Recast everything from the start of the data down to and including the line containing "[[165, 178], [252, 125]]" as a numbered list, omitting any blank lines.
** start of Information provided **
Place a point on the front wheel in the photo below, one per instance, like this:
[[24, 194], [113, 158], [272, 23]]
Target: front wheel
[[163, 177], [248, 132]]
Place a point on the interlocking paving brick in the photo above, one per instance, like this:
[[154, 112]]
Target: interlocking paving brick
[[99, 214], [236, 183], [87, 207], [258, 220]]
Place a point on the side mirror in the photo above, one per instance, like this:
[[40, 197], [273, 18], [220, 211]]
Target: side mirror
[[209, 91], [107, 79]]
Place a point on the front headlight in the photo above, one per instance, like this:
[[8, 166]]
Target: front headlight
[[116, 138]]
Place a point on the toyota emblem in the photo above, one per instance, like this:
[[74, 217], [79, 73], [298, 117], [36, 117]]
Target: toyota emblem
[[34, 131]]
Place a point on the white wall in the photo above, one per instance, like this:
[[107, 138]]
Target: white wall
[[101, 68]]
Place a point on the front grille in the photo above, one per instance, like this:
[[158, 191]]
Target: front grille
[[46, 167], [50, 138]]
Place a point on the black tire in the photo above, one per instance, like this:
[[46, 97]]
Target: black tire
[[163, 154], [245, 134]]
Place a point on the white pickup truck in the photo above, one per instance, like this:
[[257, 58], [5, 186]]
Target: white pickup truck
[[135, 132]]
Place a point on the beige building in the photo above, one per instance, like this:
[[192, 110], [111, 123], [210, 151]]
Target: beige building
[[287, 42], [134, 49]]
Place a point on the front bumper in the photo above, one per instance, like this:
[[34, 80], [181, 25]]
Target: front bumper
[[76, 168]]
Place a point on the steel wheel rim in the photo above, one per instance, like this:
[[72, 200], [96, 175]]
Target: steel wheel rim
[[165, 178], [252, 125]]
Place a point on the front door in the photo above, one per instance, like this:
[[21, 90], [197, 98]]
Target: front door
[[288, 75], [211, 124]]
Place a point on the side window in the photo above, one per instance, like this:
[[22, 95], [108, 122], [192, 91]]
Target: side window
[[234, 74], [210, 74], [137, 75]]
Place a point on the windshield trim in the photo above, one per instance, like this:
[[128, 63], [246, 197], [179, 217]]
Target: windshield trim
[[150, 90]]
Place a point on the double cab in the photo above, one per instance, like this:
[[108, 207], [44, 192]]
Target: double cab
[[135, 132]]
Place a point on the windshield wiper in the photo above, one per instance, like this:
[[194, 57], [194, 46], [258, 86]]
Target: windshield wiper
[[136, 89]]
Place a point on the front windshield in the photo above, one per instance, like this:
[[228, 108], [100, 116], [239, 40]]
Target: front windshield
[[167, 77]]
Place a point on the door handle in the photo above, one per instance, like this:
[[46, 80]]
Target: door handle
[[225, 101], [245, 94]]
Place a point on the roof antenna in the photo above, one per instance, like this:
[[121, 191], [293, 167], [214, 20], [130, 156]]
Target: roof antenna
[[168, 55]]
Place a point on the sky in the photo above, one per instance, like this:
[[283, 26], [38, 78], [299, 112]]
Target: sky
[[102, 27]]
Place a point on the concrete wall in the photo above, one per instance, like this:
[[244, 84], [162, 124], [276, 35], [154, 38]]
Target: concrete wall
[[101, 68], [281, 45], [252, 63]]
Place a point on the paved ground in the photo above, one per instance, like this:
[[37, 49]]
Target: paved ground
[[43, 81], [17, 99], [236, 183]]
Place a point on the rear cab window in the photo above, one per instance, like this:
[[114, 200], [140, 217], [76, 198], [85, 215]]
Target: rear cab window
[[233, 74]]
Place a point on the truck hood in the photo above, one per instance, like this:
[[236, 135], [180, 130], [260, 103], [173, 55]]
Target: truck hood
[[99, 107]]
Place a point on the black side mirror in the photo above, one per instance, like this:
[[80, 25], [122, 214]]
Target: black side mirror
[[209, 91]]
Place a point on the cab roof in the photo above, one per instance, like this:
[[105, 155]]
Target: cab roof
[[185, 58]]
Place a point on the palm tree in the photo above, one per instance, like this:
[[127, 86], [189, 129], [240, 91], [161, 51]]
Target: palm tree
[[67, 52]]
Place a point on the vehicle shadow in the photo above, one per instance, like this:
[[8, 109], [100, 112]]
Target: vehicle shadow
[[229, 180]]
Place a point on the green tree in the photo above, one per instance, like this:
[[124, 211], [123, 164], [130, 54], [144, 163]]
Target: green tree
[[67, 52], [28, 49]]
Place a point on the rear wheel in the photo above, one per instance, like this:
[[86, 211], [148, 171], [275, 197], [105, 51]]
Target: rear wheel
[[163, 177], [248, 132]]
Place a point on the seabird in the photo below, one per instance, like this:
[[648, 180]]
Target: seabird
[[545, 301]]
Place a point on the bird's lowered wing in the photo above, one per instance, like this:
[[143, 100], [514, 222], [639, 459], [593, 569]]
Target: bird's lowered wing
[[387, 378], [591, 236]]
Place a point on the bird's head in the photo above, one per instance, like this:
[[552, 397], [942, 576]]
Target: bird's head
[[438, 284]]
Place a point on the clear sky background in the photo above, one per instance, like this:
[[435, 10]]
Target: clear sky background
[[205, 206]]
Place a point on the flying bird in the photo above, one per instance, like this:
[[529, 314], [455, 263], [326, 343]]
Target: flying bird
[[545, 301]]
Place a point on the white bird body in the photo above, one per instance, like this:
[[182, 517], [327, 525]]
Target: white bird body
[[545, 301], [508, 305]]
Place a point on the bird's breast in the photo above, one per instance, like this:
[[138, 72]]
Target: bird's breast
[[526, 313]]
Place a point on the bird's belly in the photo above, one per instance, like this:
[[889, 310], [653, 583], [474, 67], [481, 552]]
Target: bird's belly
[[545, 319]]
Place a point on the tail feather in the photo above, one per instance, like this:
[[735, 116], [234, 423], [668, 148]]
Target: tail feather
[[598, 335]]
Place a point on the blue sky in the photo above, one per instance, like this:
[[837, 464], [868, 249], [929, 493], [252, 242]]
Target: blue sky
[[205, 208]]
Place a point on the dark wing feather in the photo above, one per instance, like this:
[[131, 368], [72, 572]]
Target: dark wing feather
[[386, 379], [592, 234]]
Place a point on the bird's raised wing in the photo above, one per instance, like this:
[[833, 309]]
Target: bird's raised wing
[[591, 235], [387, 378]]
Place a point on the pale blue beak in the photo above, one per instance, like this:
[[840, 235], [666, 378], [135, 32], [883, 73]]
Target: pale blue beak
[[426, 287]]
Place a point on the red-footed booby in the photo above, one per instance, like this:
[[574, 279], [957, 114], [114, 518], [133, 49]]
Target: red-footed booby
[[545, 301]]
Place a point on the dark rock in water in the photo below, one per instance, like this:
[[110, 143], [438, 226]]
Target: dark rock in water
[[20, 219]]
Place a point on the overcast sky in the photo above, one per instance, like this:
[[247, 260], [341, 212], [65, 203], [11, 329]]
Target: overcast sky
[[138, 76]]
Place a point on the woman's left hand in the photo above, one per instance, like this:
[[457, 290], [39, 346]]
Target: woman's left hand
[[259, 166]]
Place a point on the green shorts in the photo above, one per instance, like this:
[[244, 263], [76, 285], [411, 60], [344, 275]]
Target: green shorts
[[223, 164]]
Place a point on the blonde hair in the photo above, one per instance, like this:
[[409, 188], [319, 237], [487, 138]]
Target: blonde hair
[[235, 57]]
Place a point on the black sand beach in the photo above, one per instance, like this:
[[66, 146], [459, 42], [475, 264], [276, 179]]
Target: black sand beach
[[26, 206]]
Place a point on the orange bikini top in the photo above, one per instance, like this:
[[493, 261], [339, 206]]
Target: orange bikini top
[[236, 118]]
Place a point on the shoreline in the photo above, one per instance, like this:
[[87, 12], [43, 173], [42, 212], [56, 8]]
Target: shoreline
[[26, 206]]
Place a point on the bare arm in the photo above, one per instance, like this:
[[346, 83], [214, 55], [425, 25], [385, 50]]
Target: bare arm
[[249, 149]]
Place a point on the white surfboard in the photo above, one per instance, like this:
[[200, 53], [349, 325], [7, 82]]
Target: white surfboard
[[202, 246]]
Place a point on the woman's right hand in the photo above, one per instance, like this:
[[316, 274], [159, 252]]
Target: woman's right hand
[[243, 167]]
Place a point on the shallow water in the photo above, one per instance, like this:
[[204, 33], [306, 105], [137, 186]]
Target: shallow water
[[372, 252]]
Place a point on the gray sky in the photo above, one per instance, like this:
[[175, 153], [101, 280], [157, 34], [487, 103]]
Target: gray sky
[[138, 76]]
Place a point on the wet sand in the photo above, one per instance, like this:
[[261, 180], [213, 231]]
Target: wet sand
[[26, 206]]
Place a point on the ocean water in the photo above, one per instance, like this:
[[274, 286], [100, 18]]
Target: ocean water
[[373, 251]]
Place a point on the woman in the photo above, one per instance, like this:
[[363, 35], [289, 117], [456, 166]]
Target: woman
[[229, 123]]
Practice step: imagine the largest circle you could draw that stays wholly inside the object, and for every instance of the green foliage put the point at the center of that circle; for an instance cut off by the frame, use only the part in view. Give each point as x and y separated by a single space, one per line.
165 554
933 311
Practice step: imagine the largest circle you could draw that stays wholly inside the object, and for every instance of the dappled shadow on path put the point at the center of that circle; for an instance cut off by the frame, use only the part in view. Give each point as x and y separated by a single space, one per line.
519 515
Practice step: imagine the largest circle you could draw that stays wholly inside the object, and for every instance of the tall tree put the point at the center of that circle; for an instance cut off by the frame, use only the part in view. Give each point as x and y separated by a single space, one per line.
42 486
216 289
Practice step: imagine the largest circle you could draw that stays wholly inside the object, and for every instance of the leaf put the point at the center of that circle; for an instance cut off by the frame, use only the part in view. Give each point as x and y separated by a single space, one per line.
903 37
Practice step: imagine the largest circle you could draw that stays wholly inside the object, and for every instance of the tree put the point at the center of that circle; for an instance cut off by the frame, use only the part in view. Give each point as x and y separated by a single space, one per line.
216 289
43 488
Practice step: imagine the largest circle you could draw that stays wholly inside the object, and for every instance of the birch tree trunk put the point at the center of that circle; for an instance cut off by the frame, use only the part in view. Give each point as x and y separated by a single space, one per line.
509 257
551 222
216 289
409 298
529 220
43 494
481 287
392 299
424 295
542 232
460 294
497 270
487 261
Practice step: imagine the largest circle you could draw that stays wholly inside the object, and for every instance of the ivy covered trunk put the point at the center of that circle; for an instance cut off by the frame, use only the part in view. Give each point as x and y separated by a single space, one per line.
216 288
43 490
** end of Information provided **
Complete output →
1. Place a point on the front wheel in the photo below, one per instance, like this:
2. [[24, 194], [113, 158], [272, 23]]
3. Target: front wheel
4. [[163, 177], [248, 132]]
5. Place a point on the interlocking paving brick in the photo above, one per instance, like this:
6. [[154, 112]]
7. Target: interlocking paving brick
8. [[99, 214], [236, 183], [87, 207], [258, 220]]
9. Place a point on the side mirror in the photo above, one per instance, like this:
10. [[40, 197], [273, 18], [220, 211]]
11. Target: side mirror
12. [[209, 91], [107, 79]]
13. Place a point on the front headlight in the photo above, one per instance, like this:
14. [[8, 166]]
15. Target: front headlight
16. [[116, 138]]
17. Place a point on the toyota emblem in the photo above, one per instance, like this:
18. [[74, 217], [79, 73], [298, 117], [36, 117]]
19. Target: toyota emblem
20. [[34, 131]]
21. Place a point on the white wall in the photo above, one per instance, like this:
22. [[107, 138]]
23. Target: white wall
24. [[101, 68]]
25. Place a point on the front grille in the photo above, one per instance, like this:
26. [[158, 191]]
27. Target: front grille
28. [[46, 167], [50, 138]]
29. Place a point on the black tire in the photo above, one per instance, like this:
30. [[46, 97]]
31. Target: black tire
32. [[163, 154], [245, 134]]
33. Place a point on the white pickup truck in the photo above, one per instance, like this:
34. [[257, 58], [5, 186]]
35. Target: white pickup truck
36. [[135, 132]]
37. Place a point on the beige building in the photo above, one per instance, like this:
38. [[192, 110], [111, 123], [210, 151]]
39. Target: beige building
40. [[287, 42], [134, 49]]
41. Place a point on the front bumper in the photo above, one per instance, like this:
42. [[34, 80], [181, 25]]
43. Target: front bumper
44. [[76, 168]]
45. Place a point on the steel wheel rim in the photo above, one per instance, like this:
46. [[72, 200], [96, 175]]
47. Target: steel wheel rim
48. [[165, 178], [252, 125]]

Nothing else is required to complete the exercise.